Vorliegender Text:
——————————
ÜSB INKLUSIV – erster Arbeitsmarkt trotz Förderbedarf Geistige Entwicklung : Datum:
Jugendliche mit geistiger Behinderung besuchen nach der Schulzeit meist eine Werkstatt für behinderte Menschen. Das Modellprojekt ÜSB-INKLUSIV (Übergang Schule – Beruf INKLUSIV) in Schleswig-Holstein zeigt, was eine individuelle Unterstützung ermöglichen kann.
Werkstätten für behinderte Menschen (WfbM) tragen zur Segregation von Menschen mit Behinderungen bei und widersprechen damit in vielen Teilen dem Grundsatz der Inklusion. Bundesweit sind über 300.000 Menschen mit Behinderungen in Werkstätten beschäftigt, 75 Prozent davon mit geistiger Behinderung (siehe rehadat-statistik.de). Für viele von ihnen ist die Arbeit auf dem allgemeinen Arbeitsmarkt möglich, wenn sie die notwendige Unterstützung erhalten, wie beispielsweise durch das Projekt ÜSB INKLUSIV in Schleswig-Holstein.
Die UN-Behindertenrechtskonvention betont in Artikel 27 das gleiche Recht auf Arbeit. Auch Menschen mit Behinderung können auf dem allgemeinen Arbeitsmarkt tätig werden oder eine Fachpraktikerausbildung nach § 66 Berufsbildungsgesetz (BBiG) / § 42r Handwerksordnung (HwO) schaffen.
Berufliche Perspektiven erkennen
„Schleswig-Holstein hat sich in den Bereichen Inklusion und Berufliche Orientierung stets besonders engagiert“, betont Martina Fey vom Ministerium für Allgemeine und Berufliche Bildung, Wissenschaft, Forschung und Kultur des Landes Schleswig-Holstein. Vor dem Hintergrund der UN-Behindertenrechtskonvention hat das Ministerium das Modellprojekt ÜSB-INKLUSIV entwickelt. Jugendlichen mit Förderbedarf im Bereich Geistige Entwicklung (GE) ermöglicht das Projekt, sich selbstbestimmt für eine berufliche Beschäftigung zu entscheiden – für eine Arbeit in der WfbM oder auf dem allgemeinen Arbeitsmarkt. „Die Evaluation nach dem ersten Projektjahr hat gezeigt, dass fast die Hälfte der Schulabgängerinnen und Schulabgänger eine berufliche Perspektive außerhalb einer Werkstatt für behinderte Menschen findet“, sagt Fey.
——————————
Quelldatensätze:
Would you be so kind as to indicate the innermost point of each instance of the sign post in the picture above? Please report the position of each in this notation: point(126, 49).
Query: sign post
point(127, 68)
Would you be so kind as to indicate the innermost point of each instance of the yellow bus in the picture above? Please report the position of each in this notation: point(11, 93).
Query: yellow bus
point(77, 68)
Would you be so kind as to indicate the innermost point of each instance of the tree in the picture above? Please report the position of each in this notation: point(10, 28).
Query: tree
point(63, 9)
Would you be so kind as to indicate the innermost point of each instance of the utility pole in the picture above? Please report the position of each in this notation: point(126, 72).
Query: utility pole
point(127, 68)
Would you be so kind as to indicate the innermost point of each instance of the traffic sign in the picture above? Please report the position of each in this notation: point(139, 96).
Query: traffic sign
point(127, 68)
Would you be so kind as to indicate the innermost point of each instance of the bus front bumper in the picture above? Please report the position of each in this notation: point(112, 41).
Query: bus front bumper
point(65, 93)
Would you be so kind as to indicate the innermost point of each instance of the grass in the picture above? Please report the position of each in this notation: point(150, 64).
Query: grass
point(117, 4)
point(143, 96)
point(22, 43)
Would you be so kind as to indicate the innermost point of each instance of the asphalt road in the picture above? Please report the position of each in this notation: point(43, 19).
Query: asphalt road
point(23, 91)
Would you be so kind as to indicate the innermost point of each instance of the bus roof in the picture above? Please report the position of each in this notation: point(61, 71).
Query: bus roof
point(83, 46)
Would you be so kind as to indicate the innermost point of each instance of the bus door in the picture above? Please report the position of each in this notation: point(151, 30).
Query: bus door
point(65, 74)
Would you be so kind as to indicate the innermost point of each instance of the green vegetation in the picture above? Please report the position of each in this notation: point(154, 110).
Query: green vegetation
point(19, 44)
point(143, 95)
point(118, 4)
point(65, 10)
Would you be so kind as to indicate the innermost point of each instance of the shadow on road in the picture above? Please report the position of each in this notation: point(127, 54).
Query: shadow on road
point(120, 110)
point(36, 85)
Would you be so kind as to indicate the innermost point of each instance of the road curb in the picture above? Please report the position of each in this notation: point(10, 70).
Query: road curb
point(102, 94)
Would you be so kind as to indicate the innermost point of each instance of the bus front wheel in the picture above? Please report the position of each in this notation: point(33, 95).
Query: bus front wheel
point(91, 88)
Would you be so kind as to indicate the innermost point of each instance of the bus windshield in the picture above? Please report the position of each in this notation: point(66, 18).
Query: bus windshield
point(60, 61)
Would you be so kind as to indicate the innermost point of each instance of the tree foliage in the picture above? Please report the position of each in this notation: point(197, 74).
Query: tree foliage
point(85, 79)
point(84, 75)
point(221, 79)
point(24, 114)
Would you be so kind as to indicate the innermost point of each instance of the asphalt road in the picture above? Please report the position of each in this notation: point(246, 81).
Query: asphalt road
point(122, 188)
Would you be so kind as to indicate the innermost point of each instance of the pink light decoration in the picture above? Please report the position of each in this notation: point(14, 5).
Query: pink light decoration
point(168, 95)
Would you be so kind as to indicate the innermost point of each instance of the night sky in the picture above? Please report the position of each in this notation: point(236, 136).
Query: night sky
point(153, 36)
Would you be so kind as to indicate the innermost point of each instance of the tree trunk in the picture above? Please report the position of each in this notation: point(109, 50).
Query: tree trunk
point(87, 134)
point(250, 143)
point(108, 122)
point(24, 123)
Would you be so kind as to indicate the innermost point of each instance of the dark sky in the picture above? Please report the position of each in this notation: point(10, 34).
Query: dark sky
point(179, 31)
——————————
Aufgaben:
a: Zitieren Sie wörtlich aus dem Text über das Modellprojekt ÜSB-INKLUSIV den Abschnitt, der mit den Worten „ÜSB INKLUSIV –“ beginnt und mit „INKLUSIV in Schleswig-Holstein.“ endet.
b: Übertragen Sie den folgenden Satz aus dem Text über das Modellprojekt ÜSB-INKLUSIV ins Englische: „Die UN-Behindertenrechtskonvention betont in Artikel 27 das gleiche Recht auf Arbeit.“
c: Führen Sie den Text über das Modellprojekt ÜSB-INKLUSIV im Anschluss an seinen letzten Satz fort.

Antworten zu Aufgaben:
a:
ÜSB INKLUSIV – erster Arbeitsmarkt trotz Förderbedarf Geistige Entwicklung : Datum:
Jugendliche mit geistiger Behinderung besuchen nach der Schulzeit meist eine Werkstatt für behinderte Menschen. Das Modellprojekt ÜSB-INKLUSIV (Übergang Schule – Beruf INKLUSIV) in Schleswig-Holstein zeigt, was eine individuelle Unterstützung ermöglichen kann.
Werkstätten für behinderte Menschen (WfbM) tragen zur Segregation von Menschen mit Behinderungen bei und widersprechen damit in vielen Teilen dem Grundsatz der Inklusion. Bundesweit sind über 300.000 Menschen mit Behinderungen in Werkstätten beschäftigt, 75 Prozent davon mit geistiger Behinderung (siehe rehadat-statistik.de). Für viele von ihnen ist die Arbeit auf dem allgemeinen Arbeitsmarkt möglich, wenn sie die notwendige Unterstützung erhalten, wie beispielsweise durch das Projekt ÜSB INKLUSIV in Schleswig-Holstein.

b: The UN Convention on the Rights of Persons with Disabilities emphasizes the equal right to work in Article 27.

c:
In inklusiven Kooperationsmaßnahmen, an denen acht Förderzentren GE beteiligt sind, können die jungen Menschen eine Perspektive erproben und entwickeln – mit Unterstützung der Integrationsfachdienste (IFD). Diese Berufsorientierung findet an zehn berufsbildenden Schulen statt, die Jugendliche mit und ohne Behinderung besuchen. Der Wechsel an die berufsbildenden Schulen, die von Jugendlichen mit und ohne Behinderungen besucht werden, wird in der Evaluation des Projektes überwiegend positiv bewertet – besonders die alltagspraktischen Fähigkeiten, die Arbeitsmarktorientierung, die Persönlichkeitsentwicklung und die soziale Inklusion der Teilnehmenden.
Integrationsfachdienste übernehmen als Projektträger in Modulen definierte Aufgaben zur Unterstützung der Jugendlichen am Übergang, für welche den Lehrkräften keine Zeit zur Verfügung steht. Was im Anschluss an die Schulzeit möglich ist, besprechen sie sowohl mit Schülerinnen und Schülern als auch mit Eltern und Lehrkräften.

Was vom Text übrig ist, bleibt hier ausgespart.